» **RECORDS FOR THIS TASK**
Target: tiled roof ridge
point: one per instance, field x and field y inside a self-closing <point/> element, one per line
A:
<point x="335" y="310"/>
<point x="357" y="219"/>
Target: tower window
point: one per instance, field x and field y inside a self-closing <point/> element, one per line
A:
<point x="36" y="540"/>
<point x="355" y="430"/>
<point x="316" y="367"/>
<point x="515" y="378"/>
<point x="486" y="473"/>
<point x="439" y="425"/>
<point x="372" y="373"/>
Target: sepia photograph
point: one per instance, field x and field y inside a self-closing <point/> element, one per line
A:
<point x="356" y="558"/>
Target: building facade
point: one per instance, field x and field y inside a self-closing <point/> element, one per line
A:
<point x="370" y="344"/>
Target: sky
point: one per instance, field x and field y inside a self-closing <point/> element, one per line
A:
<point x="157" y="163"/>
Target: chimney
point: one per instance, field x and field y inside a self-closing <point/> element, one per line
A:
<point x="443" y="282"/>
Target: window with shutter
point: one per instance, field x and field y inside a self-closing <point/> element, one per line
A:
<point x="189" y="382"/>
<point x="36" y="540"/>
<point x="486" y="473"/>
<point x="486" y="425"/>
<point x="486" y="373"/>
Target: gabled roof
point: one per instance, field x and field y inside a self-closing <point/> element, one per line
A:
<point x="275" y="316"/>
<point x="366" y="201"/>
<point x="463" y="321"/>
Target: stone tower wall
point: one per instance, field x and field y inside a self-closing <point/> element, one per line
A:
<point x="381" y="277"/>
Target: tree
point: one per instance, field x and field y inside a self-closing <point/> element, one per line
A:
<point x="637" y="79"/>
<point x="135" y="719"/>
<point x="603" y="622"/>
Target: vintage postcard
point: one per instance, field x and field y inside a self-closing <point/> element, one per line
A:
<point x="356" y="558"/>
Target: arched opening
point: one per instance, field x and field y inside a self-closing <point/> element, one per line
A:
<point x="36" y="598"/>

» **SET TASK**
Render all of the data above as a numbered list, one line per item, omitting any blank lines.

» **RESPONSE**
1. Target: tiled roof ridge
2. point: one per instance, field x and field y inside a self-closing <point/> element, one per line
3. A:
4. <point x="335" y="310"/>
5. <point x="357" y="219"/>
6. Target: tower window
7. point: one per instance, field x and field y inside a self-closing <point/> element, one per line
8. A:
9. <point x="36" y="540"/>
10. <point x="355" y="430"/>
11. <point x="316" y="367"/>
12. <point x="515" y="378"/>
13. <point x="486" y="473"/>
14. <point x="439" y="425"/>
15. <point x="372" y="373"/>
16. Target: sepia photograph
17. point: one per instance, field x and field y inside a self-closing <point/> element, one per line
18. A:
19. <point x="356" y="558"/>
20. Target: building facade
21. point: one per instance, field x and field y inside a self-closing <point/> element, one per line
22. A:
23. <point x="370" y="344"/>
24. Target: sky
25. point: one per instance, field x and field y inside a self-closing <point/> element, one per line
26. A:
27. <point x="157" y="163"/>
28. Target: chimney
29. point: one per instance, field x and field y inside a self-closing <point/> element, one per line
30. A:
31. <point x="443" y="282"/>
32. Target: window with shutter
33. point: one per instance, field x and field y inside a self-closing <point/> element, one per line
34. A:
35. <point x="189" y="382"/>
36. <point x="36" y="540"/>
37. <point x="486" y="473"/>
38. <point x="486" y="425"/>
39. <point x="486" y="373"/>
40. Target: gabled roof
41. point: one per instance, field x and field y inside a self-closing <point/> element, one per line
42. A:
43. <point x="275" y="316"/>
44. <point x="366" y="201"/>
45. <point x="463" y="321"/>
46. Target: stone tower wall
47. point: one per instance, field x and field y inside a self-closing <point/> element, one per line
48. A:
49. <point x="381" y="277"/>
50. Target: tree
51. point: one per instance, field x and field y inside a self-closing <point/> element, one per line
52. A:
53. <point x="637" y="79"/>
54. <point x="135" y="719"/>
55. <point x="603" y="622"/>
56. Target: vintage postcard
57. point: one per instance, field x and field y inside a self-closing <point/> element, one per line
58. A:
59. <point x="356" y="558"/>
60. Target: arched opening
61. point: one per instance, field x and field y inside a self-closing <point/> element, one per line
62. A:
63. <point x="36" y="598"/>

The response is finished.